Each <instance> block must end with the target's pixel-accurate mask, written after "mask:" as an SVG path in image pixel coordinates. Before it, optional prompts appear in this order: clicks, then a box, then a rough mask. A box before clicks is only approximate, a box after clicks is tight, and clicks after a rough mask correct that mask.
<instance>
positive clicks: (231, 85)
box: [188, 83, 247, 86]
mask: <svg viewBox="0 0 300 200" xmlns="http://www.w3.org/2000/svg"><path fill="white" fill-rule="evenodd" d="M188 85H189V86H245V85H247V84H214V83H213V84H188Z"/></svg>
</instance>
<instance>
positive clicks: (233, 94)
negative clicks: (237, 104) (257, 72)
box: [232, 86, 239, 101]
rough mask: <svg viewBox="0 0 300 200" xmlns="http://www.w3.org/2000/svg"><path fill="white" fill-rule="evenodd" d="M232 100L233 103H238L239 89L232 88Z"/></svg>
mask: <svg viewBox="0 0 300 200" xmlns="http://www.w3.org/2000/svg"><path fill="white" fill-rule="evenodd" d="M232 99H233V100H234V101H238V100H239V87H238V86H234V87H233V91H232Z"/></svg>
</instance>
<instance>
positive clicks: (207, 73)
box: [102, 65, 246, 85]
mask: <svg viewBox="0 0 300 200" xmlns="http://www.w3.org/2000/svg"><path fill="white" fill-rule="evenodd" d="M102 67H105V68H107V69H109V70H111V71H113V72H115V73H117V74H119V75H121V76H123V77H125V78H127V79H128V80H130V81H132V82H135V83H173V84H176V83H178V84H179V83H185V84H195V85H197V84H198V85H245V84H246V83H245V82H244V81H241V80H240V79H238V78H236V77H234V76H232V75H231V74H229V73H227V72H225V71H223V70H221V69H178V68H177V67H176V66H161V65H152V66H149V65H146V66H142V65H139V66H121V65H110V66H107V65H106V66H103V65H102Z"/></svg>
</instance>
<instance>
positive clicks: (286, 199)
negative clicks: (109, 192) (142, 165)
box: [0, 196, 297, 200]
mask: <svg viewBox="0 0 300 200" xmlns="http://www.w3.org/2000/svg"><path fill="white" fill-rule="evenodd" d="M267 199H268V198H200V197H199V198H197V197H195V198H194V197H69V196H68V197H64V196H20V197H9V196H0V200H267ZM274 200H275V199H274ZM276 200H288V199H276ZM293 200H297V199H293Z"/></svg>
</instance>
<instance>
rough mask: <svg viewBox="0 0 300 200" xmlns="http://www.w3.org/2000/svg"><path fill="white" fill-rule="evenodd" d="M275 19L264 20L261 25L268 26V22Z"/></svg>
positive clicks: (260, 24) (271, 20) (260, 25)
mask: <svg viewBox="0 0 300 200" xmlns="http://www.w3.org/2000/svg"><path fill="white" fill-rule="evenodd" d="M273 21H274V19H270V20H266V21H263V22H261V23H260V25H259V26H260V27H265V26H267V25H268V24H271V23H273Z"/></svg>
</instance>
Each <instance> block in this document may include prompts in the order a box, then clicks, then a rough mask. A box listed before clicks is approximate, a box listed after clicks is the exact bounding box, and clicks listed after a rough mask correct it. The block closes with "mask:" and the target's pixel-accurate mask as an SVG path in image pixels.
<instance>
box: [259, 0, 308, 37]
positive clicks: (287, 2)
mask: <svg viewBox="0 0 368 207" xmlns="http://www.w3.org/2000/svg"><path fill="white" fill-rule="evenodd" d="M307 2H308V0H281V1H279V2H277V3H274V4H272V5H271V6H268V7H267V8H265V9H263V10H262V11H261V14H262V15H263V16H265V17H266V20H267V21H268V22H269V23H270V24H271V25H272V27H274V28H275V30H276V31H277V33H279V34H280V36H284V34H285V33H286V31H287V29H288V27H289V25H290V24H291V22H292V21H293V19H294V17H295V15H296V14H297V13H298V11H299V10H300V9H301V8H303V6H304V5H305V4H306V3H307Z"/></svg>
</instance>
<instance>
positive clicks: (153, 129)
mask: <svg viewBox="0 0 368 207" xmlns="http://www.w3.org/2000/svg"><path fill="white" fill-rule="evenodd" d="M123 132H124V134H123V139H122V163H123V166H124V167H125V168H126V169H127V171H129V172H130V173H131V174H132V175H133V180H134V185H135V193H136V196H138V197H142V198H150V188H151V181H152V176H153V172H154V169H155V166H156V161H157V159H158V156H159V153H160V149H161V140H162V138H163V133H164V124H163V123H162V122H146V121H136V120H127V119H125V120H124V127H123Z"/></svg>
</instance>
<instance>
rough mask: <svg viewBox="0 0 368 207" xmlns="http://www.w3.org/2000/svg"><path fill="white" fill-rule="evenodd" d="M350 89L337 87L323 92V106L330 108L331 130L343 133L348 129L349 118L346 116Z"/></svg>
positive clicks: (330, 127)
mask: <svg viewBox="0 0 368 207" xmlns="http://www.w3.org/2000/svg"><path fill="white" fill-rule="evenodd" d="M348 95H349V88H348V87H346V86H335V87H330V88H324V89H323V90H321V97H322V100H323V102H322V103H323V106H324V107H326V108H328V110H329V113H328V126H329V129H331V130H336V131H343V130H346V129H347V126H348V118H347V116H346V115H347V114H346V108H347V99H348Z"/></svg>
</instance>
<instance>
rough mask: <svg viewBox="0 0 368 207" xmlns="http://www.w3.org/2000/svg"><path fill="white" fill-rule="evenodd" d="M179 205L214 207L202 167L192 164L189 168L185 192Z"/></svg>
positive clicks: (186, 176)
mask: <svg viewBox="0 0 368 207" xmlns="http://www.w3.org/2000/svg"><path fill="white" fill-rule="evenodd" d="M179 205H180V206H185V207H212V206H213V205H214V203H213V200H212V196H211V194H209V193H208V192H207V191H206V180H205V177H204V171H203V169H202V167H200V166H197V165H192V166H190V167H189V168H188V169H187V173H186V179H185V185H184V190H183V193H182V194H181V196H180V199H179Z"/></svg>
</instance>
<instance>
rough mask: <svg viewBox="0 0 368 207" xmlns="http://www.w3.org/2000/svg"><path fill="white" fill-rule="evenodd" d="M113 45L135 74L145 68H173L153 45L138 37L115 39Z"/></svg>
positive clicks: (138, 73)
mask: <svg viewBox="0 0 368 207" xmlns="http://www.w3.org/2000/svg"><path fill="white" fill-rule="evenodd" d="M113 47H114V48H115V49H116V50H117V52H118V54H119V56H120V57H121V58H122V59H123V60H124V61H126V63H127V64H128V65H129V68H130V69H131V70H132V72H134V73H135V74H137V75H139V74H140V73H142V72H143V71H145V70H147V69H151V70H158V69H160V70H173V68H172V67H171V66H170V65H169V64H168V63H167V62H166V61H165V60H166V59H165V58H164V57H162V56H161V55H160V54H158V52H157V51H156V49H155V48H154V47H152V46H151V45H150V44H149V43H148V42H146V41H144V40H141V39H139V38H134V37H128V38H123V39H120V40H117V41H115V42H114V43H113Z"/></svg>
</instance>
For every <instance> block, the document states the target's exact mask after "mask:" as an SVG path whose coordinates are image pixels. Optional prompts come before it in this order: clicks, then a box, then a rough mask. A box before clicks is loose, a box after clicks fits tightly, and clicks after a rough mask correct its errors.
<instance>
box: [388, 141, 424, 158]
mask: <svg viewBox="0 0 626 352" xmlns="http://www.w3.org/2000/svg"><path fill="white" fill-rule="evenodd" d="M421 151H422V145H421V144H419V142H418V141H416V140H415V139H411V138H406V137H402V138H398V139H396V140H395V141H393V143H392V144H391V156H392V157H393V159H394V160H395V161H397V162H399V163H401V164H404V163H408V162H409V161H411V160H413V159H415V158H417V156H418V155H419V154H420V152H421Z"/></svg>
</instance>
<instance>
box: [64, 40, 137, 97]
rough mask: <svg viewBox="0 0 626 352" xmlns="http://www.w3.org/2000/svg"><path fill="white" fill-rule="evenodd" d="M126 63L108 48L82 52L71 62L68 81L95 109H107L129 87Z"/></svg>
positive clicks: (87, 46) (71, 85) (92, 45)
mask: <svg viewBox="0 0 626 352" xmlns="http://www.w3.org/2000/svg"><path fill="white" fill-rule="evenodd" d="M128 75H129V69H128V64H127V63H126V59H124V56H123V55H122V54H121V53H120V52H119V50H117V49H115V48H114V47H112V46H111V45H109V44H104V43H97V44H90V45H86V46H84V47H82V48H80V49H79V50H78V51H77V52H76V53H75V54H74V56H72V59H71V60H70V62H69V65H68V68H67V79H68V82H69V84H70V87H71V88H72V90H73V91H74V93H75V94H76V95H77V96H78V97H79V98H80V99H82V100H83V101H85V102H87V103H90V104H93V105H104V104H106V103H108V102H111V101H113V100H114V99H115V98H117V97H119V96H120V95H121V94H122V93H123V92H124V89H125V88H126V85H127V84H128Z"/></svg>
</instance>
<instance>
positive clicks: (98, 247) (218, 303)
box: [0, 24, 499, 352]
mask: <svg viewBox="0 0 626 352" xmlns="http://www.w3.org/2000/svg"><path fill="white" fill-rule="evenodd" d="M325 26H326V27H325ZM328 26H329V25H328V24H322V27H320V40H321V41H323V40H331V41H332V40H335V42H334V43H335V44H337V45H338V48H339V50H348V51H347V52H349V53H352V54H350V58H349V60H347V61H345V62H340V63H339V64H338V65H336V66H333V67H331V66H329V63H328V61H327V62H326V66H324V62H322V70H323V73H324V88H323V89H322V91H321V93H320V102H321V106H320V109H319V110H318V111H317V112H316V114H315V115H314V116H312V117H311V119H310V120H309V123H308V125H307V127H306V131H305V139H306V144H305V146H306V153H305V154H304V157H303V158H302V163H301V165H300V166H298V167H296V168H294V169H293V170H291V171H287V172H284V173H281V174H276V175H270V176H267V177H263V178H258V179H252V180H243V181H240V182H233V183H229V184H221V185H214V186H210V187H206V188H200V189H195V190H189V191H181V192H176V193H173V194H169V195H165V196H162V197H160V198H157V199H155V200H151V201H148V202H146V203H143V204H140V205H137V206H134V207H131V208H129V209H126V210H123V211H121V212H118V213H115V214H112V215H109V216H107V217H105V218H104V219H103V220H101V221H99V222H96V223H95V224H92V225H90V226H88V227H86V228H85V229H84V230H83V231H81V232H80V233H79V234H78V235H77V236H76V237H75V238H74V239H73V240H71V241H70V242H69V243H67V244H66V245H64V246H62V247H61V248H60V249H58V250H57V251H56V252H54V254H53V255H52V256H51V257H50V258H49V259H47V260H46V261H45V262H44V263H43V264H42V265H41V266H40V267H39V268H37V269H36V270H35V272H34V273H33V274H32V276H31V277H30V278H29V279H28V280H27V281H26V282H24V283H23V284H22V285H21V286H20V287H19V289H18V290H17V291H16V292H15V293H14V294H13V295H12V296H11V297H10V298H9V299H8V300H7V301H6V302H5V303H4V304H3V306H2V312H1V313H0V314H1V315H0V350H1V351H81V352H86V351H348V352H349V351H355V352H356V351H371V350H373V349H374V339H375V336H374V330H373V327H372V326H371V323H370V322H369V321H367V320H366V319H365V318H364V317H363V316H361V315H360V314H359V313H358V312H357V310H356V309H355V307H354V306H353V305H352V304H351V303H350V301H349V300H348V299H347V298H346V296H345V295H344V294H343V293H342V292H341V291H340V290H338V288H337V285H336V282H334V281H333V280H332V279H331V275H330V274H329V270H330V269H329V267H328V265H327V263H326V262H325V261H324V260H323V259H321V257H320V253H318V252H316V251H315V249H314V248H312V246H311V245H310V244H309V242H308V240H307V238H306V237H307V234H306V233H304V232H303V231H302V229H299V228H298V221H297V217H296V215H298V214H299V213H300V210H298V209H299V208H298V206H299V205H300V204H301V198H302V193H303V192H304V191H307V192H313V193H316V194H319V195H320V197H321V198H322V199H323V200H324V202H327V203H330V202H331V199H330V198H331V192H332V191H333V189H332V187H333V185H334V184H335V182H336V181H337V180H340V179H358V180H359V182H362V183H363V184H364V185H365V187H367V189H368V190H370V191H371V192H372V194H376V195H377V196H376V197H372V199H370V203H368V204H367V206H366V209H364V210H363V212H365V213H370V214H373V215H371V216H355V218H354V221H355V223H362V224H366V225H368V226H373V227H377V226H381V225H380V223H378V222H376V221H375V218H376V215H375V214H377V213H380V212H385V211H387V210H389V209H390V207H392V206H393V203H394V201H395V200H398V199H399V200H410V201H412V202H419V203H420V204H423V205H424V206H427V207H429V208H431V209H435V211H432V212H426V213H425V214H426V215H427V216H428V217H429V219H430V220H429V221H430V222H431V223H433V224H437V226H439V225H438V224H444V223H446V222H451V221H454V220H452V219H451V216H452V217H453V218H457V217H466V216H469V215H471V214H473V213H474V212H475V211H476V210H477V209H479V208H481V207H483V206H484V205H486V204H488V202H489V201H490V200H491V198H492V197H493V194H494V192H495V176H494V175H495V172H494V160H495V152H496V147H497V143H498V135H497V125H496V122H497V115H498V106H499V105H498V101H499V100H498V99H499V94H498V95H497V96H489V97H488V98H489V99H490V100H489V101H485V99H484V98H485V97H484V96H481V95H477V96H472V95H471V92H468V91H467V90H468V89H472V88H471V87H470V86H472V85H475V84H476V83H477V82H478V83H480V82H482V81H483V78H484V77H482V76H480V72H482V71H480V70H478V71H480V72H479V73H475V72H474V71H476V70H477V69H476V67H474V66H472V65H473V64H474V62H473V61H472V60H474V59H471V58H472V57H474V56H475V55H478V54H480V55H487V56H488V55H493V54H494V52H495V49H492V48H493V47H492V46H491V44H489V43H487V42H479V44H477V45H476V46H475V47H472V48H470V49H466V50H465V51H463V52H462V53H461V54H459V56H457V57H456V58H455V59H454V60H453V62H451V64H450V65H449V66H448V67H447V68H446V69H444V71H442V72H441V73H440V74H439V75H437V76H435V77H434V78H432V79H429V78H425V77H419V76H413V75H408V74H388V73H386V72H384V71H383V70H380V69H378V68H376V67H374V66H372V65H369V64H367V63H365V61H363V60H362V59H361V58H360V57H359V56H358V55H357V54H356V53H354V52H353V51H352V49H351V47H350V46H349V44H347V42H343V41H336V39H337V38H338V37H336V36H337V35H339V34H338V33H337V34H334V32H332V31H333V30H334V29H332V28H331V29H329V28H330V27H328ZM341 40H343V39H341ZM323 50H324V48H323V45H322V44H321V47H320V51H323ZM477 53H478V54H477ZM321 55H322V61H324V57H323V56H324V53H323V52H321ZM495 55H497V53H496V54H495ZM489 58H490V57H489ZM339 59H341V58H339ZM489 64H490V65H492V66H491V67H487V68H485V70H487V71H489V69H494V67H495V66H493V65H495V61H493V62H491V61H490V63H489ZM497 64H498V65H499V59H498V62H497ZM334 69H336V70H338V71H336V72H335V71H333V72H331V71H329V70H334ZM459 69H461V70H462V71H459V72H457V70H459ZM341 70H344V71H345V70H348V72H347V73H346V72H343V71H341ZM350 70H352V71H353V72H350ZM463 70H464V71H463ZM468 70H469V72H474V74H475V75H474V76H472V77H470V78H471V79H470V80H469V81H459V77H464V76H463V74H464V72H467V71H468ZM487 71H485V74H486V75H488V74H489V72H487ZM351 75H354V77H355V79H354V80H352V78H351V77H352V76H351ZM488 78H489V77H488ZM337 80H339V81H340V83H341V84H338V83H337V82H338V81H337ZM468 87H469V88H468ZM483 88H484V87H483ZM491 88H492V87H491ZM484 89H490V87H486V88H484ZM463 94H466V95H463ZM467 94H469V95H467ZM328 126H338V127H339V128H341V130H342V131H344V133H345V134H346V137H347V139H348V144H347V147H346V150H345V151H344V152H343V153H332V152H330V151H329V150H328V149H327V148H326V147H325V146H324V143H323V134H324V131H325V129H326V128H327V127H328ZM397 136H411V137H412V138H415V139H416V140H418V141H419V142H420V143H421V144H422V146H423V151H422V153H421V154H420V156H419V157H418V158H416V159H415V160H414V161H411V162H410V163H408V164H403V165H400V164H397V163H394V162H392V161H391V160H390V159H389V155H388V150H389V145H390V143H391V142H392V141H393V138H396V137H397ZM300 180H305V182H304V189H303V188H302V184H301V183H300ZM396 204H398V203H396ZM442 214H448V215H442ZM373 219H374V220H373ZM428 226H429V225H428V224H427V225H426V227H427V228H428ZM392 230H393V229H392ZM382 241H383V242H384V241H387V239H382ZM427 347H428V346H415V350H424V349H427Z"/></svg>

Your objective:
Copy out the lines above that hold the string "accurate".

Exercise output:
Each <instance> block must end with the target's pixel-accurate mask, written after "mask:" as an SVG path in image pixel coordinates. Before it, optional prompts appear in this order: clicks, then a box, then a rough mask. A box before clicks is only approximate, a box after clicks is tight, and clicks after a rough mask correct that mask.
Each <instance> block in this document may include prompts in the order a box, then clicks, then a rough mask. A box listed before clicks is approximate, a box listed after clicks is the exact bounding box, and clicks listed after a rough mask correct it. The block closes with "mask:" and the target's pixel-accurate mask as an SVG path in image pixels.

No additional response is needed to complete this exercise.